++++ PROVIDED PASSAGE

Pavement or Gravel

Photo © Alan Levine

POUNDING the PAVEMENT

About 19% of the average backyard in America is made up of impervious surfaces, including our rooftops, driveways, patios, and sidewalks. In fact, if you were to put all of America’s impervious surfaces together, you could almost pave the state of Ohio with it 1. The amount of impervious surface in the United States now exceeds the amount of water-purifying, carbon-storing herbaceous wetlands remaining in the lower 48 2. You may not think of your driveway or patio as having any habitat potential at all, but that idea just doesn’t hold water. The truth is that every type of landscaping has an implication for your backyard environment.

Down to the River

Stormwater runs over the ground picking up pollutants and trash on its way into our rivers or wastewater treatment plants.

Photo © Micheal J

Just Passing Through

Gravel and pavement, although radically different kinds of groundcovers, are both used as sturdy surfaces for driving or walking. The big difference? Gravel is pervious (also called “permeable”), and pavement is usually impervious. What’s the big deal with impervious surfaces? Water can pass through permeable surfaces and make its way into the ground, where it is naturally filtered into our aquifers. When water hits an impervious surface, it runs into the nearest storm sewer or river, carrying pollutants with it. In general, a good rule of thumb is to minimize both paved or gravel areas, because they take up space that could otherwise support more biodiversity. However, don’t ditch the driveway quite yet. Having well-defined spaces for walking and driving helps minimize damage to plants and wildlife.

++++++++

**AIM 1**. Pull out each line of the entries that contains the string "knit". Letter case must match.
The passage on pavement and gravel and the entries come from separate, unrelated sources.

++++ EXCERPTED DATA

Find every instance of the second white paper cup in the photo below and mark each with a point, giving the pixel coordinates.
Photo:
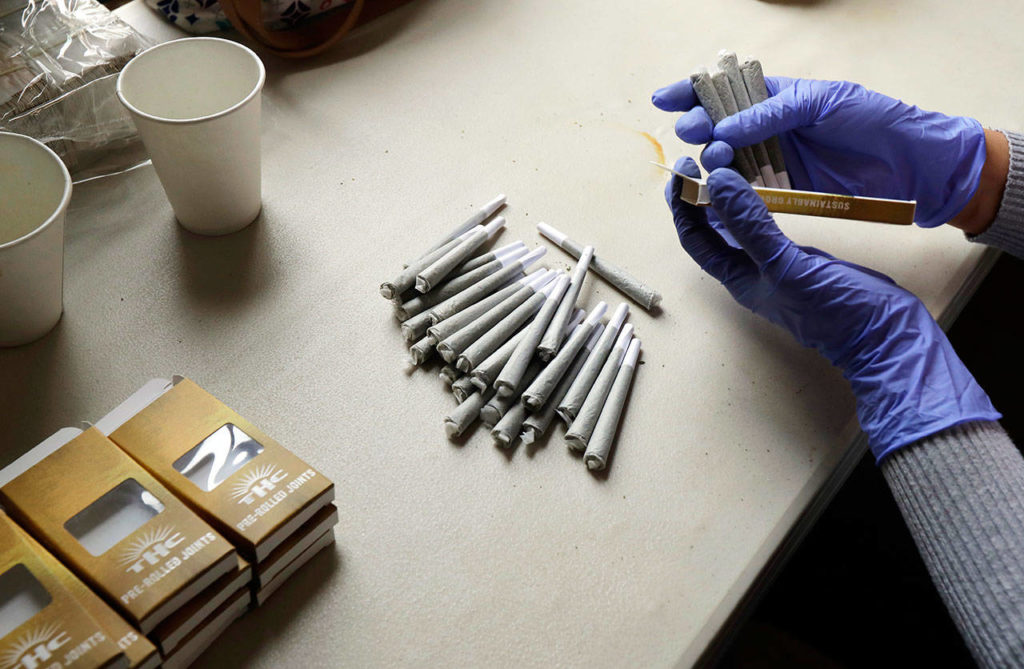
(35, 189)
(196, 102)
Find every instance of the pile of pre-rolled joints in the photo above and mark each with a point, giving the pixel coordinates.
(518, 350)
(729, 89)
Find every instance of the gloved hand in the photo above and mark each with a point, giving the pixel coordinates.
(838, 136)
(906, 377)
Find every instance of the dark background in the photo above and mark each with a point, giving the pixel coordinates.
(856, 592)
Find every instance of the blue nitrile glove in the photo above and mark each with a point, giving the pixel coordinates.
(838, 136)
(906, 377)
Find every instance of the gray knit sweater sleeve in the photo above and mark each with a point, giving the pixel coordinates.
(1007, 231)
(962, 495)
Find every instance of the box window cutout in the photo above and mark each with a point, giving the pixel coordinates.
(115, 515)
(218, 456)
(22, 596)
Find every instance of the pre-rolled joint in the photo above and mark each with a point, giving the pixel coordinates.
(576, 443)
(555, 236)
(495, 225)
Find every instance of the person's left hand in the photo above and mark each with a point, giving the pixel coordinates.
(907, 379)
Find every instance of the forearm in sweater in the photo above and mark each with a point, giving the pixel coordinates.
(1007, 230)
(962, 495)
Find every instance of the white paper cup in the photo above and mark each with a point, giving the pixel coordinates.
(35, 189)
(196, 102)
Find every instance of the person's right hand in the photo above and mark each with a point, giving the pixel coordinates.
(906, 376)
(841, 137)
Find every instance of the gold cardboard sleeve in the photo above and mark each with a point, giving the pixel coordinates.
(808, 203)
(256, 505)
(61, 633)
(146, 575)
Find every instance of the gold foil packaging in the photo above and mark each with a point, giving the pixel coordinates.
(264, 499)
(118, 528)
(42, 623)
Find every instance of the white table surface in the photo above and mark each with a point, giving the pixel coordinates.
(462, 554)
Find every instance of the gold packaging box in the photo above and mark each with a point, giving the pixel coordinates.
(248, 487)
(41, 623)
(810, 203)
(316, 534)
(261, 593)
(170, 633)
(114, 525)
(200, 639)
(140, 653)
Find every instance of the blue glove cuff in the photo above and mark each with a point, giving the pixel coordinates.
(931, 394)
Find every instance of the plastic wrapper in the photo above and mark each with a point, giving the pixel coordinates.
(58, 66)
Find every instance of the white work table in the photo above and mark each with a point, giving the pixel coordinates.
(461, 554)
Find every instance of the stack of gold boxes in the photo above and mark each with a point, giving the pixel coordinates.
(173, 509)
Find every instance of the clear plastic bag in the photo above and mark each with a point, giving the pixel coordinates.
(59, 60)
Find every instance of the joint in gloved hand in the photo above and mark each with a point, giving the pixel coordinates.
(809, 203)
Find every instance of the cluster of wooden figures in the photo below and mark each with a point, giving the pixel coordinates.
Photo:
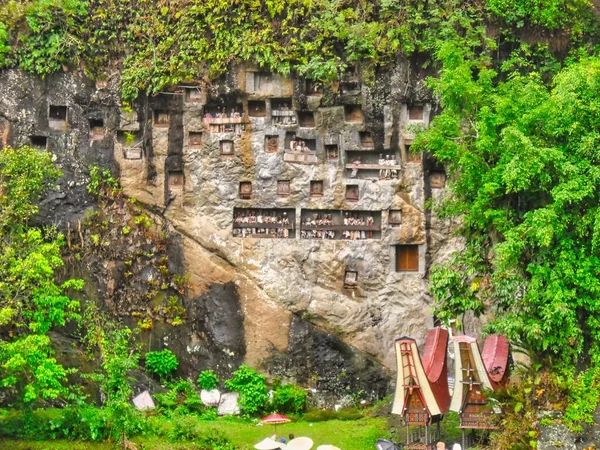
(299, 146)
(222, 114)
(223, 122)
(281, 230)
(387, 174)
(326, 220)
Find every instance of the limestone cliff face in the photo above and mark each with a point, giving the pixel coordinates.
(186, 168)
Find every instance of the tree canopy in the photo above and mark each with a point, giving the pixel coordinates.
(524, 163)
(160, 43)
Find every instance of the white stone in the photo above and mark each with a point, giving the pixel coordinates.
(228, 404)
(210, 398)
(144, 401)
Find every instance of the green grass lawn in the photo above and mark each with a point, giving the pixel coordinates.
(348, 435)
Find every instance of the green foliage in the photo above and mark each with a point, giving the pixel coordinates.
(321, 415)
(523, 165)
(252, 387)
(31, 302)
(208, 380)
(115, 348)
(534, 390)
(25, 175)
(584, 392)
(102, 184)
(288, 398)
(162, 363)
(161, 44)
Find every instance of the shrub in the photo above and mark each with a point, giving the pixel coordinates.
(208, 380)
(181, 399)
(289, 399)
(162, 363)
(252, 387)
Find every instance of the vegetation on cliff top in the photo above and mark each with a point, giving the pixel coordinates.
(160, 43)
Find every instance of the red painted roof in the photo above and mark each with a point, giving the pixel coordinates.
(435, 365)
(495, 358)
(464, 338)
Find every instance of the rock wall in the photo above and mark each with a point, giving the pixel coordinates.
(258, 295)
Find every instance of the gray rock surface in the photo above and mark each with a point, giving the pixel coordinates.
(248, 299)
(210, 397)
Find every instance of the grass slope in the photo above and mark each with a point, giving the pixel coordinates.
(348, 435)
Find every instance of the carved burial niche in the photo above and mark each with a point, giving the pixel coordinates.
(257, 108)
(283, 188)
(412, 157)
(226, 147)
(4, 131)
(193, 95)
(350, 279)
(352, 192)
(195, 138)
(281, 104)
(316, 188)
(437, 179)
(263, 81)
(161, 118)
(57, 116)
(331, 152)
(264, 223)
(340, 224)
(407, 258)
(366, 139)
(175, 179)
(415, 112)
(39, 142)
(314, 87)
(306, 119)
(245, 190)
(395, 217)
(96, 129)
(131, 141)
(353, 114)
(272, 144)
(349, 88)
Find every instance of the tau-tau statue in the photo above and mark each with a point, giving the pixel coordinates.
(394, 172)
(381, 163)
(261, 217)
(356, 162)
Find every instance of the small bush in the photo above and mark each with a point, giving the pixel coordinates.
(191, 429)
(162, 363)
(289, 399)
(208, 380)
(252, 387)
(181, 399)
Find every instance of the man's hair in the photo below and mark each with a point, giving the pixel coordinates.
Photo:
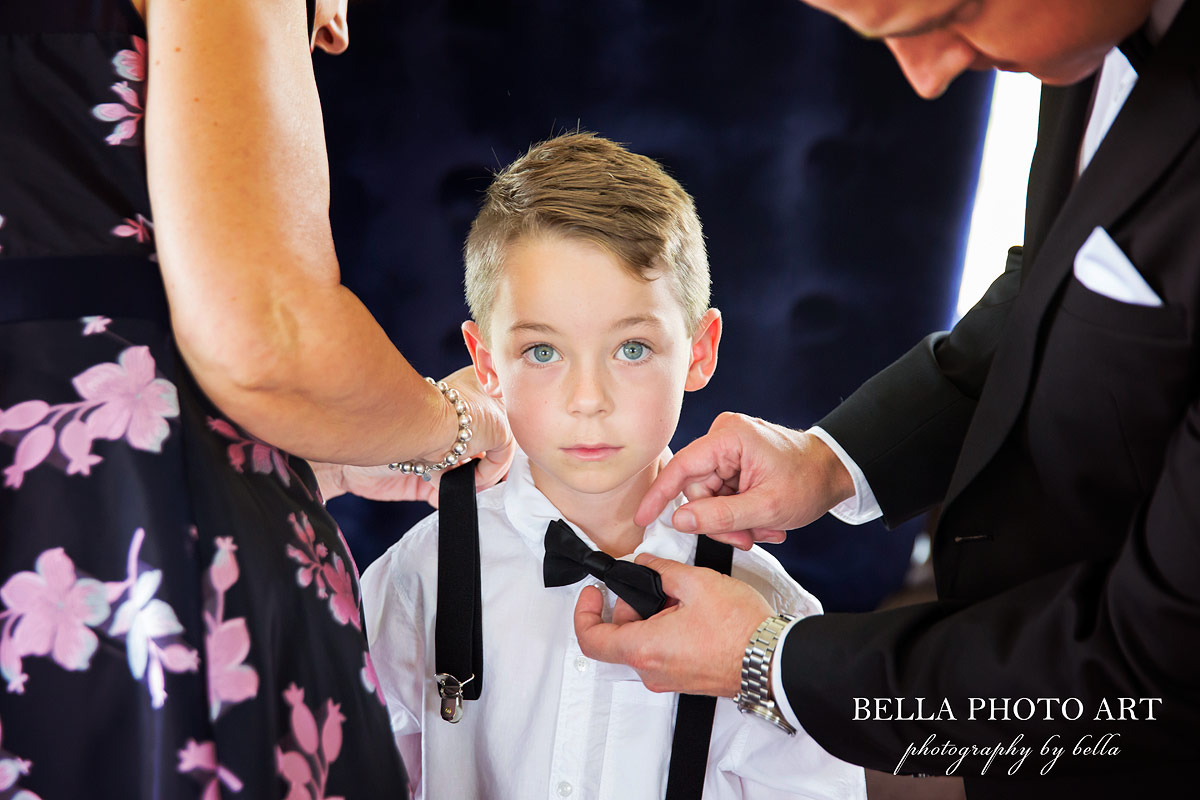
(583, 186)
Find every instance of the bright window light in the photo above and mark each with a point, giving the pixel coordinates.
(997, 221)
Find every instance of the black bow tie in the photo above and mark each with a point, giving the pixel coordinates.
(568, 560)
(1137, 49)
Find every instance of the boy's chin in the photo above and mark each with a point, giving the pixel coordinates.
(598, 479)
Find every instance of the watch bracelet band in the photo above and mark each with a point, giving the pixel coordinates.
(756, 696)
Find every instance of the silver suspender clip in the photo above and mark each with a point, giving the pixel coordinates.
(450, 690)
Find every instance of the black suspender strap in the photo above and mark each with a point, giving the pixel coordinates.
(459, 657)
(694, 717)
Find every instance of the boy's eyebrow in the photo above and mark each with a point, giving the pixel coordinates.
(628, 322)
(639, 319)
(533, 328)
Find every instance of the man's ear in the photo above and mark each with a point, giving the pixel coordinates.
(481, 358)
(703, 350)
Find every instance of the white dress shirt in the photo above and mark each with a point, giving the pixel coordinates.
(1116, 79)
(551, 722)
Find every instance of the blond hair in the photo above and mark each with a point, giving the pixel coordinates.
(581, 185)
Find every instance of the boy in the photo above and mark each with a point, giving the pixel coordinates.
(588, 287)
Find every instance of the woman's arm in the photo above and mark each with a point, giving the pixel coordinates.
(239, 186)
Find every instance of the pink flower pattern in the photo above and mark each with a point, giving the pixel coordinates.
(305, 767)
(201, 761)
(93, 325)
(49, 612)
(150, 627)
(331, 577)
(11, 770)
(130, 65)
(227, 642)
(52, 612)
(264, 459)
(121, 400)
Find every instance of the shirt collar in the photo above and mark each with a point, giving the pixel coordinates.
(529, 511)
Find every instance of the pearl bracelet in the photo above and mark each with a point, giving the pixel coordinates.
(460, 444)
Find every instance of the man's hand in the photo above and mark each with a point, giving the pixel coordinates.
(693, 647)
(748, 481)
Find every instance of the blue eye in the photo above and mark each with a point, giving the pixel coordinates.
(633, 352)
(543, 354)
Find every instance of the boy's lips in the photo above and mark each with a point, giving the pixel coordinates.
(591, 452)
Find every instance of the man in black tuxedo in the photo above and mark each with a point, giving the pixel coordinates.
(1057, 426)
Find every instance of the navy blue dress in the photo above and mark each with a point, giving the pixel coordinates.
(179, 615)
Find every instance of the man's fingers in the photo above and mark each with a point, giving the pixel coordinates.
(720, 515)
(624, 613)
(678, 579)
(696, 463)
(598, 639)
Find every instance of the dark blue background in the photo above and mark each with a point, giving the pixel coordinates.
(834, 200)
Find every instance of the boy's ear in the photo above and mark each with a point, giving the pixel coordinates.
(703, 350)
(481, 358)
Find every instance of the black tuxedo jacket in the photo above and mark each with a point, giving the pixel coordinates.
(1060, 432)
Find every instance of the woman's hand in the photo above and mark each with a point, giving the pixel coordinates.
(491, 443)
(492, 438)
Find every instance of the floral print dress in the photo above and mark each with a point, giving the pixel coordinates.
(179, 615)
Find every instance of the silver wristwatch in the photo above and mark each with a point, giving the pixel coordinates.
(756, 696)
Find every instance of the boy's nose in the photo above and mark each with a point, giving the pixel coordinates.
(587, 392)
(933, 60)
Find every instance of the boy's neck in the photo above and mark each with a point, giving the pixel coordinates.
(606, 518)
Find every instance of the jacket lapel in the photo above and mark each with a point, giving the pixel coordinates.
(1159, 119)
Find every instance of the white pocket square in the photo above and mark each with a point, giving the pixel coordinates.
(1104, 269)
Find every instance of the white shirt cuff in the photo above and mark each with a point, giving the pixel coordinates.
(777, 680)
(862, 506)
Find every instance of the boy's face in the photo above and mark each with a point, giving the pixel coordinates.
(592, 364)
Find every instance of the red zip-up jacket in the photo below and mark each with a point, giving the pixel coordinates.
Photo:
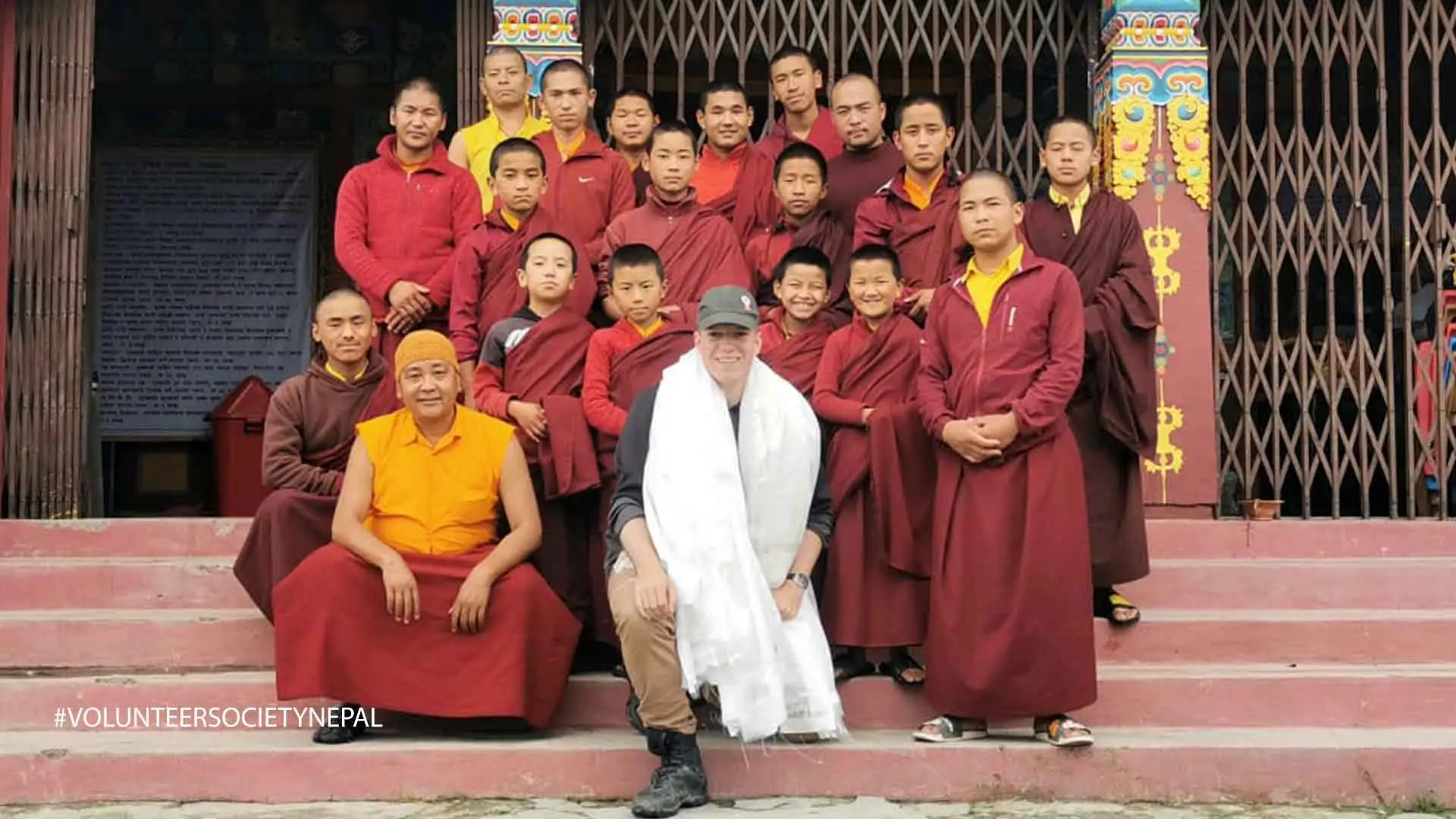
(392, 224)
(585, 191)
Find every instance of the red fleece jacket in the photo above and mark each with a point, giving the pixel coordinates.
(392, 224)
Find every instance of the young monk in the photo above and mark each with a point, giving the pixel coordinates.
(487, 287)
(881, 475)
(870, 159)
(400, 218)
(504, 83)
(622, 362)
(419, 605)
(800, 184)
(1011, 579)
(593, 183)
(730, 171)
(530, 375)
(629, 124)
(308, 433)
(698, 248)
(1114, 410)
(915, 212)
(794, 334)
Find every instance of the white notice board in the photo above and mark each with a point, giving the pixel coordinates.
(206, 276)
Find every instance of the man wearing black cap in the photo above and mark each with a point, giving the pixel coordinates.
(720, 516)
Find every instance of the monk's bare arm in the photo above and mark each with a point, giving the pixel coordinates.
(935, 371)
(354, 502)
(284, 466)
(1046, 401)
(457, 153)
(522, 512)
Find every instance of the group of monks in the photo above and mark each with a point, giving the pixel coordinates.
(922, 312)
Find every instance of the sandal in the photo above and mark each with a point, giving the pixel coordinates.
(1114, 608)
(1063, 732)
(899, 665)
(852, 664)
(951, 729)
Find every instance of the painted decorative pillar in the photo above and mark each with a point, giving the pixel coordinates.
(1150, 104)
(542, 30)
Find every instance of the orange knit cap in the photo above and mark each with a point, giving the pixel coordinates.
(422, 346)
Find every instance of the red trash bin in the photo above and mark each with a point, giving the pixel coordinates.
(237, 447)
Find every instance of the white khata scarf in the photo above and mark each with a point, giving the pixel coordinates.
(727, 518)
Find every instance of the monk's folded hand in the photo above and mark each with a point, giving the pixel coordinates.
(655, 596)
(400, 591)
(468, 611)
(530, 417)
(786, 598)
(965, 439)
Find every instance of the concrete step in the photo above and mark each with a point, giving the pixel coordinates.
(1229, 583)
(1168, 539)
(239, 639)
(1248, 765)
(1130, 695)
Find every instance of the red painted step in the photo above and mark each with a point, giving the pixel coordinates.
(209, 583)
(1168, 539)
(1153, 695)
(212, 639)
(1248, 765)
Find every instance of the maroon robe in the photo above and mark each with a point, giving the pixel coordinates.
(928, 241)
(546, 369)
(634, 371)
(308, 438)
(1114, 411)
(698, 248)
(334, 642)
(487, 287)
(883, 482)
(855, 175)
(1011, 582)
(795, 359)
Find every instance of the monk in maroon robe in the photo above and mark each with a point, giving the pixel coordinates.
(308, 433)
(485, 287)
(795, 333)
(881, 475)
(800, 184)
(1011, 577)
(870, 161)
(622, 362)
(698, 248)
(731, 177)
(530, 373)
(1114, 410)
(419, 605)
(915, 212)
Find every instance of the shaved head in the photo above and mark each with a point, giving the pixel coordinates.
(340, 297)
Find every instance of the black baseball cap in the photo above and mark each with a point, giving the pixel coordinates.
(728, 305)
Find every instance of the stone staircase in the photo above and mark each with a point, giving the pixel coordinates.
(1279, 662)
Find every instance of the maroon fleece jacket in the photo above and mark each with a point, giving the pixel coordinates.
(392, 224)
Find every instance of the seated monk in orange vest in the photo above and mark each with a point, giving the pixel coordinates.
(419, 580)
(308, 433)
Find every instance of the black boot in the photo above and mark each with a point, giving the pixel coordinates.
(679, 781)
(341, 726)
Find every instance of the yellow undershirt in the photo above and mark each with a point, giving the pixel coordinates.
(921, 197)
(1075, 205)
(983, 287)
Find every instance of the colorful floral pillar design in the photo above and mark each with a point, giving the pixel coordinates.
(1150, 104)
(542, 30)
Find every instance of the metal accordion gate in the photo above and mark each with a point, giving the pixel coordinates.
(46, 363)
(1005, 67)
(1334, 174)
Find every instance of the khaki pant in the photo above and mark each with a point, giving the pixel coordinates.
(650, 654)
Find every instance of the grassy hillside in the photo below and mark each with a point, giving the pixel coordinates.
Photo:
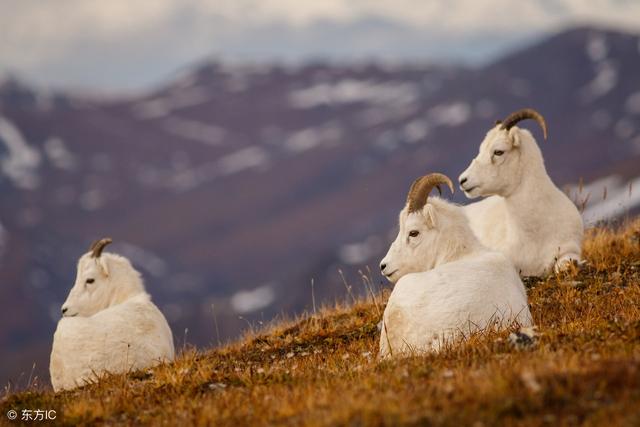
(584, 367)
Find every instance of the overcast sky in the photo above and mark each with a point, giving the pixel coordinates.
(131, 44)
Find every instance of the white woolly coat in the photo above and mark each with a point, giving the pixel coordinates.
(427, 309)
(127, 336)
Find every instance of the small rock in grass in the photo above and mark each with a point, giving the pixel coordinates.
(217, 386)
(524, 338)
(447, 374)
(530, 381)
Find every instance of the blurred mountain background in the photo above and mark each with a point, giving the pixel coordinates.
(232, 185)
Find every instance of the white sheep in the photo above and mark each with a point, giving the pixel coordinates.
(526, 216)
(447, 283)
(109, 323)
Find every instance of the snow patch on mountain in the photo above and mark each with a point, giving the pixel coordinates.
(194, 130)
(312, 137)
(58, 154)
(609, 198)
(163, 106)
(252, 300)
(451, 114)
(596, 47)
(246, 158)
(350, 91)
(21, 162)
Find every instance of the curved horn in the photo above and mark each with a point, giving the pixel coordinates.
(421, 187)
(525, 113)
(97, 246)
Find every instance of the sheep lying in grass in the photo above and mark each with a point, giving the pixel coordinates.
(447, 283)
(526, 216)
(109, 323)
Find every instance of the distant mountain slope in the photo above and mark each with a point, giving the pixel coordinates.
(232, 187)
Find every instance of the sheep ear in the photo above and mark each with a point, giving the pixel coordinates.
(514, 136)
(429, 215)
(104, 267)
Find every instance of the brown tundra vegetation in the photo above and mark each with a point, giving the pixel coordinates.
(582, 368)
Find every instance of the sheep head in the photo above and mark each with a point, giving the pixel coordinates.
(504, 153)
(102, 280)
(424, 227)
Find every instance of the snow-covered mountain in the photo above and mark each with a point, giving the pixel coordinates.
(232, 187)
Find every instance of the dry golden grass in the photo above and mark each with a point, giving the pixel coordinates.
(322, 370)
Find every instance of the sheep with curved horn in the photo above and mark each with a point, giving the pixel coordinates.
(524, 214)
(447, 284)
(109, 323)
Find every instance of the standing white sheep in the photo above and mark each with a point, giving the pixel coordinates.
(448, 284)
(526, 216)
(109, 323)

++++++++

**AIM 2**. Write the next part of the passage on pavement and gravel, starting right after its final sentence.

**WRITTEN RESPONSE 1**.
Find every instance of the gray knit sweater sleeve in the photo above and mark each with a point, giving the pixel coordinates.
Find every instance of the orange knit cap in the photo above and mark each with a point, giving the pixel coordinates.

**WRITTEN RESPONSE 2**.
Paving the Way

Need to decide between laying concrete, asphalt, or gravel for a parking space or walkway?

  • Gravel is highly permeable, which helps with water drainage; however, if you live in an area where snow removal is necessary, gravel could be problematic. Gravel or brick pavers are a good choice for garden paths.
  • Porous concrete can bear heavier traffic and use than gravel, while also making snow removal more practical. Porous asphalt looks like conventional asphalt but is designed to improve infiltration of water; this can be a good alternative to traditional impervious asphalt.
  • Porous paving systems can keep nearby trees and plants healthier by diverting salt and pollutants to special underground filtering reservoirs, and they are often safer than their conventional counterparts because water is less likely to pool.

If you are considering a paving project, think about how the space will need to be maintained, the water-retaining properties of your soil type, the intensity of use you expect, and any safety considerations. By choosing the most porous surface that you can, you will counteract local erosion and stormwater surges, both of which improve the environment and aesthetic appeal in your area. And if you can’t update your paved areas just yet, consider adding a rain garden, a rain barrel, or a green roof to help put clean water back into the ground.

Access Without Intrusion

This gravel path in Connecticut invites you to explore nature at a leisurely pace.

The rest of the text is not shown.